_Raw data_:
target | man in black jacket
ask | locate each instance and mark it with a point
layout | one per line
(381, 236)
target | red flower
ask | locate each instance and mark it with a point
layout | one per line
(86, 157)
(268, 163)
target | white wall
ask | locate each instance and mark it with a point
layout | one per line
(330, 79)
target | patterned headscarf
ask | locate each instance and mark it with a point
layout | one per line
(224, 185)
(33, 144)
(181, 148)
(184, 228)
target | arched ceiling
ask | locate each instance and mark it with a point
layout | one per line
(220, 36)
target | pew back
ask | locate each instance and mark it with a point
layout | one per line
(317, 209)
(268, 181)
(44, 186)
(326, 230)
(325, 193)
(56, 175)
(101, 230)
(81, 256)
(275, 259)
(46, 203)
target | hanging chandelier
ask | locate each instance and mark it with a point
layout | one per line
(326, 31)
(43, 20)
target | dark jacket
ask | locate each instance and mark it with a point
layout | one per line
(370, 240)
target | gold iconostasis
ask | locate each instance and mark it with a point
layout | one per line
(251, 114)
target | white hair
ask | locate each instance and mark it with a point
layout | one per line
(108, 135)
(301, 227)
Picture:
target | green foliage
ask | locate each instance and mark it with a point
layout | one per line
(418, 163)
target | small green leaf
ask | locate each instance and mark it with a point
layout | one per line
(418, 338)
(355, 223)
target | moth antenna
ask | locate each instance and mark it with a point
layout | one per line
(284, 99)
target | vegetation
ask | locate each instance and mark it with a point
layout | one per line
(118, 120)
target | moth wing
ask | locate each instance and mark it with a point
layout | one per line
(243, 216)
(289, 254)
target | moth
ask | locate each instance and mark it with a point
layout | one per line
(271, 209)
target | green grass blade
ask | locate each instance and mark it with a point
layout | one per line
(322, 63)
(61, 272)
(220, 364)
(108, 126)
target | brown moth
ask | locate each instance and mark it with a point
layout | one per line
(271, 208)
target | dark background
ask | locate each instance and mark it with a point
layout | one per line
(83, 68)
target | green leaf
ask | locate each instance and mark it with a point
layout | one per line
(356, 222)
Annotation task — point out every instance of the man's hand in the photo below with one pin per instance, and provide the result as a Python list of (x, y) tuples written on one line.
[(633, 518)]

_Exercise directions_: Starting with the line that contains "target | moth wing" and going on through the end of the items, write those lines again, swapping "layout" for "format" and changing nothing else.

_Solution to this problem_:
target | moth wing
ask | locate each instance and mark it with a point
format | one per line
(243, 216)
(289, 254)
target | moth
ask | locate each instance and mark it with a point
format | one per line
(271, 209)
target | green grass blade
ask | locate each instance and mark it with a point
format | one per line
(322, 63)
(61, 272)
(220, 364)
(108, 126)
target | brown moth
ask | locate each instance and mark it with a point
format | one per line
(271, 208)
target | dark background
ask | locate each instance and mark it with a point
format | one per line
(83, 68)
target | green leaf
ask | locate each instance and mark it with a point
format | one per line
(356, 222)
Annotation task — point out every instance of the man's hand in the photo below with one pin per instance, and provide the result as a Python list of (x, y) tuples written on one line.
[(633, 518)]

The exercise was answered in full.